## Record excerpts
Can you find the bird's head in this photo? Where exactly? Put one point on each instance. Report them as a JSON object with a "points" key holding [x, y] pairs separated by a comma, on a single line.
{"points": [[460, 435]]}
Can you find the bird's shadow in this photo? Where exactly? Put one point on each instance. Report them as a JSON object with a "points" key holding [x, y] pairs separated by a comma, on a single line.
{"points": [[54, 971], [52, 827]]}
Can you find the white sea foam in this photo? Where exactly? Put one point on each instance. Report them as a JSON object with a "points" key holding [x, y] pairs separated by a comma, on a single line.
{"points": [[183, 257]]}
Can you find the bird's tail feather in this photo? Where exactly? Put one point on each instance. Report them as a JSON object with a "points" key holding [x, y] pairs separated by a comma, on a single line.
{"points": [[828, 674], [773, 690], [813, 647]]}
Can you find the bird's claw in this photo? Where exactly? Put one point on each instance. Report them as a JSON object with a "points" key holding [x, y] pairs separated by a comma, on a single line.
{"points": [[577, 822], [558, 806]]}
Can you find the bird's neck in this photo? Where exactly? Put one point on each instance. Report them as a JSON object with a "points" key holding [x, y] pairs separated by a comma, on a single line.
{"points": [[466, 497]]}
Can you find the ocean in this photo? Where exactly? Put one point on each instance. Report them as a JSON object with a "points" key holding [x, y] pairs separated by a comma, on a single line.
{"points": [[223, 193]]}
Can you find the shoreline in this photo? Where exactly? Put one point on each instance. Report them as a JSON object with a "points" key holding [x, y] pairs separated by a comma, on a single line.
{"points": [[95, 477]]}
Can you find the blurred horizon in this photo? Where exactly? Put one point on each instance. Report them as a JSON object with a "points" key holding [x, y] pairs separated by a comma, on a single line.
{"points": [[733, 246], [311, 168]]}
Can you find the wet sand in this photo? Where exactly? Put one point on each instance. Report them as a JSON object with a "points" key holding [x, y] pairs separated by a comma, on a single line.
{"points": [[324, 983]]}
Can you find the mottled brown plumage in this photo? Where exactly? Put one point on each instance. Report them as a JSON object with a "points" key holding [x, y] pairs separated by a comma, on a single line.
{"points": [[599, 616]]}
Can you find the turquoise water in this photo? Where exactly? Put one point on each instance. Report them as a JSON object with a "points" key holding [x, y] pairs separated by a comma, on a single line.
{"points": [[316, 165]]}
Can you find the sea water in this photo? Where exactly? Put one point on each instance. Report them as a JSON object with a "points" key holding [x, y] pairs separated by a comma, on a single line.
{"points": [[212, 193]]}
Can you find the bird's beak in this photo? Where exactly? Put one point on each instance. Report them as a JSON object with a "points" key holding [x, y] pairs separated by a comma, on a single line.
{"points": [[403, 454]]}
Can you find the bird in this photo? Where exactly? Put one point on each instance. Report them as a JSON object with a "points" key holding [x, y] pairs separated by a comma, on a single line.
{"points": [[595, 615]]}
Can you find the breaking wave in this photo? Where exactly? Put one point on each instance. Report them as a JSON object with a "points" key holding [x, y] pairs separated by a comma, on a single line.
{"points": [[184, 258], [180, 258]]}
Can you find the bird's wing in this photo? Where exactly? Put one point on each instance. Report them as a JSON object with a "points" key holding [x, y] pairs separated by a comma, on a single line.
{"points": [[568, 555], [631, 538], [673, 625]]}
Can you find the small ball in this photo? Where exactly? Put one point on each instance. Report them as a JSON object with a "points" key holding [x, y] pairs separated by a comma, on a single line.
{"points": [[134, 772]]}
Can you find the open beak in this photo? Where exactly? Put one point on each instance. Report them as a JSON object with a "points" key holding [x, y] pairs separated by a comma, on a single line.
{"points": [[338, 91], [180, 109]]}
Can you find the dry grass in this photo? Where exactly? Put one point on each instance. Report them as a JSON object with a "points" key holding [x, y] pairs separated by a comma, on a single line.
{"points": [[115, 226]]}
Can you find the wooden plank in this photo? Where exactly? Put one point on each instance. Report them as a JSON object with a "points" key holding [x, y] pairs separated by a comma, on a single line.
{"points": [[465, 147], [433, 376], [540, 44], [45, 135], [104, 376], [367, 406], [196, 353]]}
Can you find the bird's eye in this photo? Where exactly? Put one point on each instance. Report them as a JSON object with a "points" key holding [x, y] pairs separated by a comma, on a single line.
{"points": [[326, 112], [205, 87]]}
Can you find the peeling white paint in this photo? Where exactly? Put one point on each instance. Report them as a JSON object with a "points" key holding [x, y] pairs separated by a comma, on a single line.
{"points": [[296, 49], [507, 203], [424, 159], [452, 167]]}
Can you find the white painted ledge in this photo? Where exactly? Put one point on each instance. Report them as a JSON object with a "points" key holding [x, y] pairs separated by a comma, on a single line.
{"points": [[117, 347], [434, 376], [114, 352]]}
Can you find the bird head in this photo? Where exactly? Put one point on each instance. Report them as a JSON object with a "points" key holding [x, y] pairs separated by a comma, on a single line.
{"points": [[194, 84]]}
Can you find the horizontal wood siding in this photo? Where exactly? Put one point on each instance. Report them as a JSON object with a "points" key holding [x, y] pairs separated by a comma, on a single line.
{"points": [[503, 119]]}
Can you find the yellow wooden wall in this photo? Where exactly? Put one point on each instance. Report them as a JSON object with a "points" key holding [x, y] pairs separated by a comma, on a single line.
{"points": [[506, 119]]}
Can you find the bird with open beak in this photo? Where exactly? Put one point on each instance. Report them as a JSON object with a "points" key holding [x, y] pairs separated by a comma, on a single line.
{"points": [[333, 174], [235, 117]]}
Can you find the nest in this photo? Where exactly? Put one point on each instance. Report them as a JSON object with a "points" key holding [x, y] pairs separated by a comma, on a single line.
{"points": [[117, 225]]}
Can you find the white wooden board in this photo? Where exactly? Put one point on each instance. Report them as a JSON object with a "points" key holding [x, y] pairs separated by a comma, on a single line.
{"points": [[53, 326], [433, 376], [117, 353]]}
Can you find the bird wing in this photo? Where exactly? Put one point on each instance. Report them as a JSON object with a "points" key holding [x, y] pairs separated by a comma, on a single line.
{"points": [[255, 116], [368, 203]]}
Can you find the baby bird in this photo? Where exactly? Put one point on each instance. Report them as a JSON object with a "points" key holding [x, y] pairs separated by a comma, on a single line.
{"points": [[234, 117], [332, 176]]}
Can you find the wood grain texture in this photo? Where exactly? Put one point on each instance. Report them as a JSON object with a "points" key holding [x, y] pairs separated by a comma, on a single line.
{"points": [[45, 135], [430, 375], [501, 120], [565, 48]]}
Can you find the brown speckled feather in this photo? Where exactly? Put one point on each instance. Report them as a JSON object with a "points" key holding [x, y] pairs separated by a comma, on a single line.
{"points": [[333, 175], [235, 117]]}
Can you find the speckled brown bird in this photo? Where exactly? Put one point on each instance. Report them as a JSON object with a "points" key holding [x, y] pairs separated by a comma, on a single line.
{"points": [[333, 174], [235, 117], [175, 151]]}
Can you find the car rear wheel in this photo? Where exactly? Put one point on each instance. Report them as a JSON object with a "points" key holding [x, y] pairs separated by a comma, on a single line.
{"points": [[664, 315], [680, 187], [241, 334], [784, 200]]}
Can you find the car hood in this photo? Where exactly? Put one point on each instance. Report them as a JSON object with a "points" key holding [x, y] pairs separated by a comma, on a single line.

## What to produce
Output all of the data again. Match it exactly.

## Task answer
Can you find the bird's head in this photo? Where exactly? Put one point on each instance. Report them as a JSON object with a "points" key holding [x, y] pairs separated by a comma, on a single line.
{"points": [[460, 435]]}
Can you find the bird's shadow in this photo? Where exactly? Put one point on each instance. Report them as a JSON object with a "points" key holding [x, y] pairs separated by a comma, on a single line.
{"points": [[54, 971], [52, 827]]}
Can you find the white sea foam in this photo? Where exactly? Put one point on each instance. Report them as a JSON object with a "points" key holding [x, y] pairs separated by a comma, on a single line.
{"points": [[183, 257]]}
Can you find the bird's tail feather in this photo? Where exactly? Put one point on each instance. Report them as a JSON object with a "points" key holding [x, y] pairs separated by a comma, on a single line.
{"points": [[828, 674], [773, 690], [813, 647]]}
Can you find the bird's claw in this photo? Where exactly? Put one point on each instance. Report them as a JSON object with a "points" key holding [x, y] pairs separated by a comma, on a single line.
{"points": [[577, 822], [558, 806]]}
Can you find the bird's neck in this photo? Where exactly? Put one point on each instance. Report them as a JSON object with a "points" key holding [x, y] pairs separated by a comma, on a single line.
{"points": [[466, 497]]}
Can you find the ocean in this photo? Where exactly? Put one point on each instance. Report them as a JSON object with a "points" key holding [x, y] pairs separated by a comma, on a single line.
{"points": [[223, 193]]}
Can you find the shoreline in this photo? Where exactly? Put one point on each instance. Report them as a JSON object with a "points" key holding [x, y] pairs separated by a comma, on a single line.
{"points": [[95, 477]]}
Can you find the blurred horizon in this photo? Where exactly? Put one point on each instance. Report them as a JSON object with a "points" key holding [x, y] pairs separated by a comma, on a single line.
{"points": [[733, 246], [311, 168]]}
Can you find the wet sand in this photo? Where exactly? Put one point on each instance. Report them as a JSON object with a "points" key holding [x, y] pairs separated by a comma, on a single line.
{"points": [[324, 983]]}
Can you find the mottled brown plumage in this photo? Where exactly? Put one point on each instance. Report them as a JSON object with a "points" key holding [x, y] pairs separated by a comma, on a single line.
{"points": [[599, 616]]}
Can you find the turquoise water in this photo? Where exactly? Put one point on each instance. Report them as a JSON object with a "points" key holding [x, y] pairs separated by a comma, on a single line.
{"points": [[316, 165]]}
Can you find the sea water in this photo? Where exactly? Put one point on each instance. Report them as a JSON object with a "points" key holding [x, y] pairs separated by a comma, on a single line.
{"points": [[212, 193]]}
Can you find the bird's beak in this photo? Where exactly? Put one point on each instance. Report them as a JSON object with a "points" key holding [x, y] pairs separated by a comma, on a single line.
{"points": [[403, 454]]}
Can you find the bird in this photo? Where exactly? Put one point on each instance. Report them as a JSON object with a "points" key holding [x, y] pairs separated by a comma, on a single line.
{"points": [[595, 615]]}
Can you find the breaking wave in this photo? Where exactly? Put one point on each instance. Report them as a JSON object with a "points" key holding [x, y] pairs separated by a comma, on a single line.
{"points": [[184, 258], [180, 258]]}
Can you find the bird's wing in this photo? Where exactly? Put one point on each instance. Report them as a JSON object with a "points" key holding [x, y] pairs separated by a comma, on a single line.
{"points": [[568, 555], [631, 538], [673, 625]]}
Can you find the small ball in this photo? Where exactly? Put one point on each instance. Report them as a JSON object with a "points" key holding [x, y] pairs separated by a comma, on a single line.
{"points": [[134, 772]]}
Can you find the open beak in this photo? Where exactly? Put one point on each instance. Report them as a JSON object with a "points" key holding [x, y] pairs separated by a comma, on a single line.
{"points": [[338, 91], [180, 109]]}
Can you find the dry grass in this photo? Where exactly? Put one point on each instance. Report them as a JSON object with a "points" key holding [x, y] pairs separated by a comma, on a single line.
{"points": [[115, 226]]}
Can you find the wooden plank in this photo? Where exactly? Put one point on each instance. Report them as a JSON object with a "points" key holding [x, y] pairs separated by a comma, on a single line.
{"points": [[465, 147], [433, 376], [540, 44], [45, 135], [104, 376], [367, 406], [196, 353]]}
Can you find the bird's eye in this photo? Where exactly? Put one point on each instance. Report them as a JSON object with a "points" key holding [x, y] pairs separated by a comma, on a single line.
{"points": [[326, 112], [205, 87]]}
Can you find the peeling white paint in this photo? Where exactly? Put one point on each instance. Report them as a JSON object with a "points" key holding [x, y] pairs separated by a comma, on a single line.
{"points": [[296, 49], [507, 203], [424, 159], [452, 167]]}
Can you find the white painted ledge in this photo? Where exactly? Put one point on each instance. Report them as a JSON object with a "points" key holding [x, y] pairs separated by a comma, on a single line.
{"points": [[117, 347], [434, 376], [114, 352]]}
Can you find the bird head in this photo? Where exactly? Put one point on each instance. Report them as a JSON object with a "points" key holding [x, y] pairs separated by a comma, on a single line.
{"points": [[194, 84]]}
Can you find the horizontal wood siding in this photo? Where exactly? Put one point on each instance. Report them as a JSON object with a "points" key holding [x, y] pairs separated by a comma, on a single line.
{"points": [[503, 119]]}
Can you find the yellow wooden wall in this photo? Where exactly? Put one point on each instance. Report them as a JSON object with a "points" key holding [x, y] pairs separated by a comma, on a single line.
{"points": [[506, 119]]}
Can you find the bird with open beak in this photo? Where exactly? Put one point on each instance. Report them as a JSON object with a "points" key holding [x, y] pairs separated by a comma, on a single line.
{"points": [[333, 174], [235, 117]]}
Can you find the nest in this photo? Where exactly? Put one point on each instance. Report them as a JSON object with a "points" key holding [x, y] pairs separated by a comma, on a single line.
{"points": [[117, 225]]}
Can you find the white wooden board in this photo? Where exactly? Put one point on each instance. Report them as a JSON object with a "points" key holding [x, y] pairs separated by a comma, on a single line.
{"points": [[53, 326], [433, 376], [117, 353]]}
Can you find the bird wing in this photo? Where exactly? Put one point on each instance. Report them as a JSON object with a "points" key holding [x, y] pairs separated by a comma, on a single line.
{"points": [[255, 116], [368, 203]]}
Can you find the baby bird in this photo? Where exactly? Put one point on each instance. Report them as a JSON object with a "points" key holding [x, y] pairs separated by a comma, on a single line.
{"points": [[234, 117], [332, 176]]}
Can you find the wood grain texture in this photo? Where exactly? Put one point on each instance. Report them as a JSON object with a "points" key holding [x, y] pairs separated by a comma, on a single line.
{"points": [[45, 135], [430, 375], [501, 120], [565, 48]]}
Can you find the brown speckled feather in this photo? Where exactly? Put one point on each instance. Report them as a JSON object with a "points" key holding [x, y] pairs separated by a comma, on a single line.
{"points": [[333, 175], [235, 117]]}
Can you find the speckled brown bird in this photo? Where exactly? Put one point on each instance. Report them as a JSON object with a "points" key holding [x, y] pairs separated by a comma, on a single line.
{"points": [[333, 174], [235, 117], [175, 151]]}
Can you find the car rear wheel in this photo? Where exactly? Put one point on each instance. Report them as a JSON object with a "points" key holding [x, y] pairs separated by a comma, on a single line.
{"points": [[664, 315], [680, 187], [241, 334], [784, 200]]}
Can you find the car hood in this photo? Where exactly? Put one point on each instance. Report them as a JSON object with a "points" key holding [x, y] pairs separated by a comma, on a single line.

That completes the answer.